### GOAL
Reproduce the listing below verbatim, keeping every line in its original order.

### TASK DATA

--- BEGIN ---

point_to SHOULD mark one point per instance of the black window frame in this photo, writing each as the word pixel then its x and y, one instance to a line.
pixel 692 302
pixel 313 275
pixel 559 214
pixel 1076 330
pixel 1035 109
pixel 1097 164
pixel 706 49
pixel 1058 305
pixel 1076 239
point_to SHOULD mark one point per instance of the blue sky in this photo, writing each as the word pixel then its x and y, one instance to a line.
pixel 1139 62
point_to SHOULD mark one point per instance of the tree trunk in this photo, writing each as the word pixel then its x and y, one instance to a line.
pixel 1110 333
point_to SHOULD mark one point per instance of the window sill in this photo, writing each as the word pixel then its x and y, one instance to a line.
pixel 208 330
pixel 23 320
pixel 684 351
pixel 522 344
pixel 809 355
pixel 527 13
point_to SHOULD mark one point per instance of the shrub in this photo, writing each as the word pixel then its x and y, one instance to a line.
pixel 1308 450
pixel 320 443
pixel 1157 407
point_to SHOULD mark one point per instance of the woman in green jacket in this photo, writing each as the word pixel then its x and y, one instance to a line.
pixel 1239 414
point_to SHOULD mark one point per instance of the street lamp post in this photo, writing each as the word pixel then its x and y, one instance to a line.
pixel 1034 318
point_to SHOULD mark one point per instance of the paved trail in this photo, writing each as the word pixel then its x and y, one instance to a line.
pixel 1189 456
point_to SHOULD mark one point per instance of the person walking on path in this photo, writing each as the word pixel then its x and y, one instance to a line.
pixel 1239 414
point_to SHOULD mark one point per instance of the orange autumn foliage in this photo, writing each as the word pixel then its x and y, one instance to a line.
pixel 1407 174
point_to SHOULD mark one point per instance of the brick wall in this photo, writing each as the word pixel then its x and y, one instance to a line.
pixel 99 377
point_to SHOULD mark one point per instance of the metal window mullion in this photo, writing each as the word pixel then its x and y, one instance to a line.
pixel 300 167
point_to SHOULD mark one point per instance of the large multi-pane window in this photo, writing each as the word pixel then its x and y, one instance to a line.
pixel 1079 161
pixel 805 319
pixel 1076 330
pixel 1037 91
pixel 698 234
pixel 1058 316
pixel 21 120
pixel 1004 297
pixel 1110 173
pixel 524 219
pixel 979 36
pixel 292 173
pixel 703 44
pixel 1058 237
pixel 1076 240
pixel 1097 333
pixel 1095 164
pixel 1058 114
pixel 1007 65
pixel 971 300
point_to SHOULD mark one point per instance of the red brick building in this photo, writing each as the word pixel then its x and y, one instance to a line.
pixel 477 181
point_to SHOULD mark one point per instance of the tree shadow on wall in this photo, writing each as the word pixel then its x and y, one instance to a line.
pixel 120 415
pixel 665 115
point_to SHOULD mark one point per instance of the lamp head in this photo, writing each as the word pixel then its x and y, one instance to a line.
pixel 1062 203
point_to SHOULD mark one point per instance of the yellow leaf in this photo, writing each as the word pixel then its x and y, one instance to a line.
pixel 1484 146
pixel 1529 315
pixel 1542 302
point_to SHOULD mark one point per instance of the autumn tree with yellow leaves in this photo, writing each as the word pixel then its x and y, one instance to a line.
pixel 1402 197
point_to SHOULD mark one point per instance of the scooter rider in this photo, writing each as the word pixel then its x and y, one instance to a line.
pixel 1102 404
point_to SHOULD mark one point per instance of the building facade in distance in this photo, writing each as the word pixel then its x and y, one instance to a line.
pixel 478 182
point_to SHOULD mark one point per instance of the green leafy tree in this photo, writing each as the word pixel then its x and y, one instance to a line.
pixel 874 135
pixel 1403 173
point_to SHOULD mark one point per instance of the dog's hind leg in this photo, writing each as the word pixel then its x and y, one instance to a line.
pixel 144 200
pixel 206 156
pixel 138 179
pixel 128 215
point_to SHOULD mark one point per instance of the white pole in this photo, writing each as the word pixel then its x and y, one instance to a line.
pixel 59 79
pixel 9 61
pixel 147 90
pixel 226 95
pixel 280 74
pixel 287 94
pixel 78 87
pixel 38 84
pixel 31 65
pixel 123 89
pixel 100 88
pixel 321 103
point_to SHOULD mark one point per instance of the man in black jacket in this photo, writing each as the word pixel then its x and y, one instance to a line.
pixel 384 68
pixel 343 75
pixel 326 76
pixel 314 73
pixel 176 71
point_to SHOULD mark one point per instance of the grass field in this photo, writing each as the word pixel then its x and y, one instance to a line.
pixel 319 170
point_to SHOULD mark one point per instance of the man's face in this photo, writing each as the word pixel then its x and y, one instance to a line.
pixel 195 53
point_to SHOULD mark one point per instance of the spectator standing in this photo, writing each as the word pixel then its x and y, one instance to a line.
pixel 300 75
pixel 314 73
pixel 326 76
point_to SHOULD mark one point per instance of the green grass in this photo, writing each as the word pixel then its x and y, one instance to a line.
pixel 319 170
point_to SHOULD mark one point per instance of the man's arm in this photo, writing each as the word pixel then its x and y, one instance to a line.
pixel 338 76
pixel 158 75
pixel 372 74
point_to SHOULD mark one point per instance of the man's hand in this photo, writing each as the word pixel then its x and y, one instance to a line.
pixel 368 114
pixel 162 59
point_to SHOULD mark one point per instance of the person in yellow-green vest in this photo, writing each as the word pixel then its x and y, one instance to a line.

--- END ---

### CORRECT OUTPUT
point_to SHOULD mark one point per instance of the black window frame in this photo, writing each as the word pixel then its x and y, one instance to a line.
pixel 692 302
pixel 313 275
pixel 559 214
pixel 1076 330
pixel 1035 109
pixel 1097 164
pixel 706 49
pixel 1058 305
pixel 1076 239
point_to SHOULD mark one point per instance of the blue sky in this photo, writing each as the word pixel then its x and y, one instance to a line.
pixel 1139 62
point_to SHOULD mark one point per instance of the tree trunk in this photo, writing each as the word pixel then its x and y, one instance to a line.
pixel 1110 333
point_to SHOULD mark one point per instance of the window sill in this photo, writing each as the word pixel then its x and y, one instance to a line.
pixel 208 330
pixel 23 320
pixel 684 351
pixel 522 344
pixel 809 355
pixel 527 13
point_to SHOULD mark one point per instance of the shrub in this photo, writing each as the word pixel then its x and y, one instance to a line.
pixel 1308 450
pixel 320 443
pixel 1157 407
point_to SHOULD mark one point per instance of the woman in green jacket in this photo, writing each as the word pixel then its x and y, one instance to a line.
pixel 1239 414
point_to SHOULD mark one point per instance of the street lamp post in this photo, writing each as the word pixel then its x and y, one instance to a line.
pixel 1034 318
point_to SHOULD mark one point per instance of the paved trail in this photo, writing each as the word pixel then its x and y, one instance to a line.
pixel 1189 456
point_to SHOULD mark one point per instance of the person walking on path in this photo, writing each as the word pixel then its x and y, one instance to a line.
pixel 1239 414
point_to SHOULD mark one point per instance of the orange autumn foliage in this photo, writing each as the word pixel then its x and y, one instance to a line.
pixel 1407 174
point_to SHOULD mark one point per instance of the brick wall in this photo, writing each as the word pixel then its x and y, one instance to a line.
pixel 99 377
point_to SHOULD mark one point per instance of the metal window mullion in this photo, writing each as the word pixel then its x and y, one instance to a line.
pixel 300 167
point_to SHOULD mark one point per instance of the large multi-pane window in this photo, writing each as the word pixel then its x and y, one instance to a line.
pixel 1079 161
pixel 805 319
pixel 1076 330
pixel 1037 91
pixel 698 234
pixel 1058 316
pixel 21 120
pixel 1004 297
pixel 1110 173
pixel 524 219
pixel 979 36
pixel 292 173
pixel 703 44
pixel 1058 237
pixel 1076 240
pixel 1097 333
pixel 1095 164
pixel 1058 114
pixel 1007 65
pixel 971 300
point_to SHOULD mark one point per instance of the red brick building in this photo, writing each as the word pixel then its x and y, one instance to a line.
pixel 477 181
point_to SHOULD mark one point per instance of the tree shadow on wall in this photo, writing each as the word pixel then its x and y, one instance to a line.
pixel 120 415
pixel 665 115
point_to SHOULD mark one point per instance of the lamp head in this photo, writing each as the word pixel then its x and y, one instance to a line.
pixel 1062 203
point_to SHOULD mark one point per instance of the yellow leaf in this photo, writing each as the word pixel then its x and y, one instance to a line.
pixel 1484 146
pixel 1529 315
pixel 1542 302
point_to SHOULD mark one point per instance of the autumn tree with yellow leaves in this photo, writing each as the word pixel then its x and y, one instance to a line.
pixel 1402 197
point_to SHOULD mark one point per instance of the scooter rider in this photo, writing each as the word pixel then its x and y, one instance to a line.
pixel 1102 404
point_to SHOULD mark one point per instance of the building facade in distance in this photo, writing each as the word pixel then its x and y, one instance to a line.
pixel 478 182
point_to SHOULD mark one point per instance of the green leafy tree in this photo, writing each as the word pixel then its x and y, one instance to a line.
pixel 874 135
pixel 1403 173
point_to SHOULD mark one point per instance of the dog's hind leg in this photo, writing each as the word pixel then its x and y, one instance to a line.
pixel 144 200
pixel 206 156
pixel 138 179
pixel 128 215
point_to SHOULD mark one point per instance of the white pole in this photo, writing each as the word pixel then its x and y, one instance to a line.
pixel 59 79
pixel 9 61
pixel 147 90
pixel 226 95
pixel 280 74
pixel 287 94
pixel 78 87
pixel 38 84
pixel 31 65
pixel 123 89
pixel 100 88
pixel 321 103
point_to SHOULD mark one point per instance of the man in black jacket in this photo, writing each as the word pixel then its x and y, one instance to a line.
pixel 384 68
pixel 343 75
pixel 326 76
pixel 314 73
pixel 176 71
point_to SHOULD mark one point per instance of the grass field in this photo, writing each as the word pixel then its x and y, one instance to a line.
pixel 319 170
point_to SHOULD mark one point per instance of the man's face in this photo, writing each as the word pixel then its x and y, one instance to a line.
pixel 195 53
point_to SHOULD mark one point per instance of the spectator standing in this photo, writing each as the word pixel then its x and y, one instance to a line.
pixel 300 75
pixel 314 73
pixel 326 76
point_to SHOULD mark one point per instance of the green grass in this photo, writing each as the word pixel then its x and y, one instance to a line.
pixel 319 170
point_to SHOULD mark one point per instance of the man's arm in this photo, writing each as the word pixel then its x and y, one instance to a line.
pixel 338 76
pixel 158 75
pixel 372 74
point_to SHOULD mark one point per instance of the man's hand in this photo, writing each as the word pixel then its x and y, one instance to a line.
pixel 368 114
pixel 162 59
point_to SHOULD mark one point per instance of the person in yellow-green vest in this photo, writing each as the word pixel then its x and y, one instance to a line.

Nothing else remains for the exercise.